STATED GOAL: Pick up the text on Chichén Itzá and continue it from its last sentence.

--- Start DOCUMENT TEXT ---

Nestled deep in the forests of the interior of Mexico’s Yucatán Peninsula sits one of the world’s foremost archeological sites – Chichén Itzá.
It was a city built to intimidate, influence, inspire, and empower- and as such, it is not at all unlike the cities we know and live in today. The practices carried out here were so alien to what most of us know today, but nevertheless, we can still understand what it is like to exist in a certain time and place, and to define where we are as home, for all better or worse.
The ruined buildings here display a great deal of imperious civic pride. But it’s thinking about the day-to-day that is most compelling. Countless people walked these streets, entered these buildings- each with their own hopes, dreams, and intrigues. Each trying, within the society they were brought up in, to make sense of the world around them. Each with their pleasures, vices, gripes, and shortcomings. Some with imagination that could vault the stars. Some who devoted themselves wholly to the city and society around them, and surely others who dissented, perhaps quietly, living entire lives under the radar. In terms of the day-to-day, it is poignant to think of all the countless mornings in which the residents of Chichén Itzá walked out of their homes and casually gazed at the huge pyramid and surrounding grandeur and perhaps marveled that humans could be capable of such things.
But what other people shrank back in horror- disgusted by the brutality of humanity?
and how many countless others were perhaps mortally terrified of their rulers and the constant bloodshed of their religion?
It is also captivating to think of how many people might have taken their cityscape for granted. We have no real way of knowing whether or not our most cherished modern monuments will someday be ruins themselves, drawing from strangers a similar sense of wonder and mystery, a thousand or two thousand years hence.
The name Chichén Itzá means “at the the well of the Itzá”, a reference to the Cenote Sagrado (a huge sinkhole) which provided the water to make this city flourish in the riverless Yucatán.
The city was regionally significant as far back as AD600, during the Classic Period of Mayan history. At that time, as the major Classic Period city-states further south, such as Tikal and Palenque, enjoyed being at the very heart of civilization, this was something of a far-off backwater outpost.

--- End DOCUMENT TEXT ---
--- Start EXTRACTED ENTRIES ---

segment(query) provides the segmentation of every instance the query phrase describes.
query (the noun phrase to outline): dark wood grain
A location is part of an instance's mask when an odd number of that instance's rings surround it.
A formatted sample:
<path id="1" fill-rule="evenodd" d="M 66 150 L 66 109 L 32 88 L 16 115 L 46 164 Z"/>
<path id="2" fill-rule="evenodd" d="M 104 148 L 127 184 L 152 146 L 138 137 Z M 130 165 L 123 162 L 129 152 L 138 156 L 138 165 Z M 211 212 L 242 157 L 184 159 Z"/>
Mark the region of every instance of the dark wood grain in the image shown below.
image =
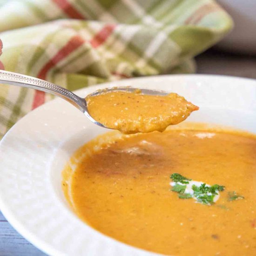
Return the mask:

--- End EXTRACTED ENTRIES ---

TASK RESPONSE:
The oldest visible remaining architecture here represents the Puuc (“hill” in Mayan) style and was probably built around 900AD. Sometime soon after that time, Chichén Itzá underwent a huge upheaval. This was the end of the Classic Period, when the great civilization of the south was collapsing (for reasons unknown, but probably tied, at least in some way, to overexploitation of the environment).
As many of the major centers of Mayan civilization collapsed, Chichén Itzá came under great Toltec influence- the Toltecs had their capital at Tula, in the west, near Mexico City, and were the precursors to the Aztecs. Whether the Toltec influence was via direct invasion or via the Itzá Mayans is still debated. Either way, the city became deeply connected to the ideology of Central Mexico- an ideology which was strongly connected to the idea that the perpetuation of earthly life was only guaranteed by sacrifice to the gods- a bloody, bellicose tradition that is exemplified throughout the newer portions of the city. The very same spectacular architecture that captivates visitors today seems, in some ways, to be desperate expression of a culture in decline, a culture trying to keep hold of itself….
In short, the older portions of the city demonstrate a deep connection to its Classic Mayan predecessors, via the Puuc tradition; and the newer portions (ca. AD 1000) demonstrate a fractured, and more desperately extreme time, highly swayed by outside forces. I have read that anywhere from 35,000 to 90,000 people lived here at its peak- a huge number for ancient times.
Turmoil continued into the 1200’s, after which point the city finally declined totally, being absorbed by the Spanish in the second half of the 1500’s.
If you really want to truly appreciate this astounding place, find a way to come early in the morning- i.e. stay in a local town. We arrived at around 9am and had the place to ourselves- in the midday, just as the sun is becoming unbearable, (which is amazingly taxing on the brain, as we dizzily found out) hoards upon hoards of day-trippers arrive on buses, and what is so tranquil in the morning becomes a cattle run. We thankfully managed to stay a few steps ahead of the crowds. Definitely bring a ton of water, and be prepared to bake like you’ve never baked before in the extreme sun.
Templo de Kukulcan
This immense pyramid is rife with calendrical numerology. There are 91 steps on each of the 4 sides. These 364 steps, plus the final step at the top before the altar correspond to the solar year. The pyramid is terraced into 9 sections divided by a staircase, commemorating the 18 20-day months of the Mayan calendar. Each of the four facades includes 52 panels, which correspond to the 52 year cycle of the Mayan long-count calendar. On the vernal and autumnal equinoxes, a serpent-shaped shadow appears to descend the steps in the form of Kukulcan, (something like the Mayan version of Quetzalcoatl)
The Great Ballcourt
There are 8 ballcourts at Chichen Itza, and this is the largest, and the largest in MesoAmerica.
It is spectacularly huge (about 300ft long) and the acoustic effects within, like at other places in the city, are extraordinary.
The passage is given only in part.